*GIVEN TEXT*
--
Whenever you encounter a situation where a ratio is too high – such as this case, where debt is too high compared to revenue – it means that the Cause Map will have two branches.  Each part of the ratio is a branch.  In this case, if debt to revenue is too high, it means that debt is too high and revenue is too low.  Each branch can be explored in turn.  There have been cases made that only one or the other branch is important, but what we’re looking for in a Cause Map is solutions that can help ameliorate the problem.   Due to the severity of the issue in Greece, solutions that reduce debt and solutions that increase revenue must both be implemented in order to attempt to repair the financial standing.

Greece’s government debt is high – caused by government spending on borrowed money when the euro was strong and interest rates were low.  There are many parts to government spending, which can make their own Cause Map.  Suffice to say, reducing government spending – by a lot – is necessary to reduce the debt to revenue ratio.  Unfortunately, severe reductions in government spending also mean reductions in government services, and government salaries.  As an example, government workers, which total 25% of the total workforce, are seeing their pay reduced 10%.  As you can imagine, this reduced spending has angered some Greeks, causing riots, which have killed Greek citizens.  In this case, the solution “reduced spending” also becomes a cause in another branch of the Cause Map.  It’s important to remember that not all solutions are free of consequences and that solutions themselves may contribute to the overall problems.
--
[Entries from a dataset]
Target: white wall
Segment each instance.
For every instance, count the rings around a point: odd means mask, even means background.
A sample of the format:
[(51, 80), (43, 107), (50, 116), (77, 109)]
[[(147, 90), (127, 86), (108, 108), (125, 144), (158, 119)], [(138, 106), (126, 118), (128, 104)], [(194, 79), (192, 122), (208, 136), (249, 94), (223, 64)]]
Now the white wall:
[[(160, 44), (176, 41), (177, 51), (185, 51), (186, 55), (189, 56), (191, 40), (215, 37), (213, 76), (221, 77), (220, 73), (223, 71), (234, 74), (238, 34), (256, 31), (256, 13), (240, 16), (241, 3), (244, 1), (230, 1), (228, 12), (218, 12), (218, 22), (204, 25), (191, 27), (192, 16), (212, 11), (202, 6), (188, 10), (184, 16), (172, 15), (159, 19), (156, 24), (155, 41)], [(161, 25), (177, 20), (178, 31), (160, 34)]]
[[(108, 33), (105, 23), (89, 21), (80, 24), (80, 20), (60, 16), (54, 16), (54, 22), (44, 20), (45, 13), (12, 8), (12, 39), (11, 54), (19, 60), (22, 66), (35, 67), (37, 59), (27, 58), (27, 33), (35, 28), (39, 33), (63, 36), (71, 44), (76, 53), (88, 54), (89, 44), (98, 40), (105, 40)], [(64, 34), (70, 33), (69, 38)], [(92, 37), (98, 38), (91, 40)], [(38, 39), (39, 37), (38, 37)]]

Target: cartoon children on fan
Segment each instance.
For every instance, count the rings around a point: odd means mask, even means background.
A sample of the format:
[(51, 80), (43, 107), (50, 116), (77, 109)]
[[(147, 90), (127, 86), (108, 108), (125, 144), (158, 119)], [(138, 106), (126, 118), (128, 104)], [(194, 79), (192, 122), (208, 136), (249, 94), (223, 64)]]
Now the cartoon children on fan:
--
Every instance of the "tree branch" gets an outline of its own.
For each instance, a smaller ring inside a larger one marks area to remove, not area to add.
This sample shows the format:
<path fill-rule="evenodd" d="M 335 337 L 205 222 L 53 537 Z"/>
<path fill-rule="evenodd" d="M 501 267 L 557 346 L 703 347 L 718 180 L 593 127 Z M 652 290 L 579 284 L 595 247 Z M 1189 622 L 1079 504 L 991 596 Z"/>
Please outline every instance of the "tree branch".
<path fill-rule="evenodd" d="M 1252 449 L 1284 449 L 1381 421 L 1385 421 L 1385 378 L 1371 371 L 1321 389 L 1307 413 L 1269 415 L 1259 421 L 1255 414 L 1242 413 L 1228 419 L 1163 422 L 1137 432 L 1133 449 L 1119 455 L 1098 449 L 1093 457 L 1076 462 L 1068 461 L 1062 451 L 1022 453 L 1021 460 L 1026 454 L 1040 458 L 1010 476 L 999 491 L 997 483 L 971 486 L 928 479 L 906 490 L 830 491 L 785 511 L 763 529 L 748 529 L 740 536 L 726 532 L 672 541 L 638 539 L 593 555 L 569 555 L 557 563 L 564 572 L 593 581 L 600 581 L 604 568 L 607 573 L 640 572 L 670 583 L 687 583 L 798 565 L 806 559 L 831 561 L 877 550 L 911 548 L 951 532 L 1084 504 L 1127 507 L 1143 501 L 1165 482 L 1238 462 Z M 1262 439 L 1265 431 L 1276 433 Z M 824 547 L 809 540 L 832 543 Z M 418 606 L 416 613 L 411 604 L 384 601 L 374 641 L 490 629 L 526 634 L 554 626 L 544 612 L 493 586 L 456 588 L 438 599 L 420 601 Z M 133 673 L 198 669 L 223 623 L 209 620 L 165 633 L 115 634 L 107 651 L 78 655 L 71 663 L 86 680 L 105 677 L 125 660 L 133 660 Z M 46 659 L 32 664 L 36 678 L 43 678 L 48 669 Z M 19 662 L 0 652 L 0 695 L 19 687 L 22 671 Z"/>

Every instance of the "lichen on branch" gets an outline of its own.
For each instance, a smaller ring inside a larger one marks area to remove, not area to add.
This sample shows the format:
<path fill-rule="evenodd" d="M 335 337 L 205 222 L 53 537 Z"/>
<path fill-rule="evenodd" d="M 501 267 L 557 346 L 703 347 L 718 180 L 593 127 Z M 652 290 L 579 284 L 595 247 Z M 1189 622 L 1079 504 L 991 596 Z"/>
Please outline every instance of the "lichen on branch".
--
*DIRECTIONS*
1. Quote the text on Greece's debt, starting with "Whenever you encounter" and going on through "the financial standing.".
2. Using the text on Greece's debt, answer yes or no to each statement and back each answer with the deciding words from the text, quoted precisely: (a) Government workers make up 25% of the total workforce. (b) Only solutions that reduce debt need to be put in place. (c) The debt came from spending borrowed money while the euro was weak.
The lines above are separate from the text on Greece's debt.

*TASK ANSWERS*
1.
Whenever you encounter a situation where a ratio is too high – such as this case, where debt is too high compared to revenue – it means that the Cause Map will have two branches.  Each part of the ratio is a branch.  In this case, if debt to revenue is too high, it means that debt is too high and revenue is too low.  Each branch can be explored in turn.  There have been cases made that only one or the other branch is important, but what we’re looking for in a Cause Map is solutions that can help ameliorate the problem.   Due to the severity of the issue in Greece, solutions that reduce debt and solutions that increase revenue must both be implemented in order to attempt to repair the financial standing.

2.
(a) Yes: "government workers, which total 25% of the total workforce"
(b) No: "solutions that reduce debt and solutions that increase revenue must both be implemented"
(c) No: "government spending on borrowed money when the euro was strong and interest rates were low"